Swap "marker" for "point" in the rows below, starting at the line that contains "Each instance of the stone bollard" and ending at the last row, and give only those lines back with nothing else changed.

==============================

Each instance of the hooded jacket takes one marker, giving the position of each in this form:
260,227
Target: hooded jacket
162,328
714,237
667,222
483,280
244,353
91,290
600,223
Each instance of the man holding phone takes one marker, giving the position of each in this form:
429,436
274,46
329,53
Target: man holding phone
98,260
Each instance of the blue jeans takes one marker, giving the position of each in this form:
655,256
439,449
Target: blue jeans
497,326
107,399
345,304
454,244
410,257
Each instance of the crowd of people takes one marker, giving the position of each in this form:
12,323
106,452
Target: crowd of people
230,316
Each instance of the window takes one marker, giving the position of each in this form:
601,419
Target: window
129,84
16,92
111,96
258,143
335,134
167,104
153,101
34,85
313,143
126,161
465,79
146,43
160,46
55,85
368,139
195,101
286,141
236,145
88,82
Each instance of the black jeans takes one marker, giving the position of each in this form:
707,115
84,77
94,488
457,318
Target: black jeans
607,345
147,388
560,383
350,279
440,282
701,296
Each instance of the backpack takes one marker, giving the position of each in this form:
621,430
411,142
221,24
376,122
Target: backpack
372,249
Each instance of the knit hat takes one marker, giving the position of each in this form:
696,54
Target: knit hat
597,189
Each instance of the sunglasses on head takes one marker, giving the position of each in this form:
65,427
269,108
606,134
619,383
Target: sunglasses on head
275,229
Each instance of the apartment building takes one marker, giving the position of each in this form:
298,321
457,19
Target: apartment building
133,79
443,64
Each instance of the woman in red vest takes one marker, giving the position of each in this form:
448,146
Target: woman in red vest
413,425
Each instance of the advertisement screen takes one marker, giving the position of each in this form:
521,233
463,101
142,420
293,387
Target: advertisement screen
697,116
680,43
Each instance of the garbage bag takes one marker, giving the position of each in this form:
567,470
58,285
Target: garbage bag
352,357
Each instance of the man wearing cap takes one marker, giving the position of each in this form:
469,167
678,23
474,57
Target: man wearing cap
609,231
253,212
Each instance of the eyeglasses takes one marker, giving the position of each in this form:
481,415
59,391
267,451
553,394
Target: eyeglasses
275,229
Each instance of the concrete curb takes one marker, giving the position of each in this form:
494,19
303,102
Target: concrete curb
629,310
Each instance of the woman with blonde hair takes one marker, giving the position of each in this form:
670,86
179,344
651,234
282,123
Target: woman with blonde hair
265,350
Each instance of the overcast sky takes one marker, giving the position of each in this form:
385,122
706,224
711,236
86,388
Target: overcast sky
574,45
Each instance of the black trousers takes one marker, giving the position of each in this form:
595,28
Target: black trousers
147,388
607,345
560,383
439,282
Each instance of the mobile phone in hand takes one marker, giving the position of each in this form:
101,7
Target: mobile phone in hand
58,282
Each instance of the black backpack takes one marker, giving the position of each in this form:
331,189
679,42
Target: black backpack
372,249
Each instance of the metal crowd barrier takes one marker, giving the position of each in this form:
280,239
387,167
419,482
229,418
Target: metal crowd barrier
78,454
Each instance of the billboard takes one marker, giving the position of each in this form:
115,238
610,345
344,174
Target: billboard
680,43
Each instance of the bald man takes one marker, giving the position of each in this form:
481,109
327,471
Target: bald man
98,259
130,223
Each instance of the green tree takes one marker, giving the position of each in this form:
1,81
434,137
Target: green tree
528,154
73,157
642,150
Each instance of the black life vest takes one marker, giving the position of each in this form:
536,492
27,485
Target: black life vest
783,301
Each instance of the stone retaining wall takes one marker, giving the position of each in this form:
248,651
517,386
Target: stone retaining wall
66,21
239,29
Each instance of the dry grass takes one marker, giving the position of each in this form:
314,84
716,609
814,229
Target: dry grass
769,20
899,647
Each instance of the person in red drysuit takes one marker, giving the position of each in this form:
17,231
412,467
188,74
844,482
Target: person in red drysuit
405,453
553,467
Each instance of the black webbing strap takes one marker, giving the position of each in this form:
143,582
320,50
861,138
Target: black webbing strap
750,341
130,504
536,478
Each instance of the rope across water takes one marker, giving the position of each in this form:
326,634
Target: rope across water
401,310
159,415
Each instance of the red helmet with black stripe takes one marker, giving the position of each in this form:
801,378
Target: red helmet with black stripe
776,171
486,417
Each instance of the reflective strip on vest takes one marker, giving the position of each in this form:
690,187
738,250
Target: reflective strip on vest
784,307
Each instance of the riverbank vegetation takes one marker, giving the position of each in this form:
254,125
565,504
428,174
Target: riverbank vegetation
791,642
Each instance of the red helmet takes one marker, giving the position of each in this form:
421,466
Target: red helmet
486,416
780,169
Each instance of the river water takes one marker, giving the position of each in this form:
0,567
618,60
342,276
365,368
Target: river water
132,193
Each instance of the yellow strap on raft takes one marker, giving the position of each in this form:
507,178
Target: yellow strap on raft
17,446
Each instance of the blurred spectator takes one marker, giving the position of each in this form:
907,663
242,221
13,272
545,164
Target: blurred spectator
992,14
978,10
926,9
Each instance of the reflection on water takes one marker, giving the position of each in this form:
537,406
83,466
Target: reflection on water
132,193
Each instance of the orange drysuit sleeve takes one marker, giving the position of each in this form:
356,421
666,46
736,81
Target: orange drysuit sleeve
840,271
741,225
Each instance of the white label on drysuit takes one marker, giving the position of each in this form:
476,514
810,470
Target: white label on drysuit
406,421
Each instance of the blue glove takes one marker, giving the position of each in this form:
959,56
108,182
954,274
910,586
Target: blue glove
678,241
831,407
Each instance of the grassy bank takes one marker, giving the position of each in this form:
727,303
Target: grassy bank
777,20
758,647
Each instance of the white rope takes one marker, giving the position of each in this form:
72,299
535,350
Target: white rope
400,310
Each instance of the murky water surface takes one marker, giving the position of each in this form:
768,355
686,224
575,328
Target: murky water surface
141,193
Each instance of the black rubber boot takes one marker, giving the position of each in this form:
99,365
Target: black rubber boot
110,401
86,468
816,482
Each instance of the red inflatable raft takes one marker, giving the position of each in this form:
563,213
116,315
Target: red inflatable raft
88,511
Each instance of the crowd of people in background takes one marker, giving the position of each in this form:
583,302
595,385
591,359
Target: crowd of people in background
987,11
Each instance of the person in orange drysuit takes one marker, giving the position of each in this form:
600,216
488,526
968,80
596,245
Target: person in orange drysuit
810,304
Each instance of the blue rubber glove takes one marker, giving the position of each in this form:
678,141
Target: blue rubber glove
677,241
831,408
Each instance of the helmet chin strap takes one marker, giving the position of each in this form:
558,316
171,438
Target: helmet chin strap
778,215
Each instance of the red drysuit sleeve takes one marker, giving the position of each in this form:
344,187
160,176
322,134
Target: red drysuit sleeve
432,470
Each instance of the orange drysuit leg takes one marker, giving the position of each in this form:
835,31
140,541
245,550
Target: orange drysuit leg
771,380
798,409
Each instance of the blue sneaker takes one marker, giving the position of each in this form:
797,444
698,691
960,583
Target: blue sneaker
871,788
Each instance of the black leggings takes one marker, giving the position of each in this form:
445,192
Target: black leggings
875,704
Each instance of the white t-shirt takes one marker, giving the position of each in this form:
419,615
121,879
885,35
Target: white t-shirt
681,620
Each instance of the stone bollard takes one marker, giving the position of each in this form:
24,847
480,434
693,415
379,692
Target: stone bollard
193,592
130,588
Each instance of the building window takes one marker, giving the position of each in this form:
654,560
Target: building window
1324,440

==============================

# SOLUTION TO THIS TASK
Each instance of the stone bollard takes one point, giving the position of each in this form:
24,847
480,434
693,415
379,692
Target: stone bollard
193,592
130,588
Each instance of the building window takes one point, giving the position of each in this form:
654,560
Target: building window
1324,440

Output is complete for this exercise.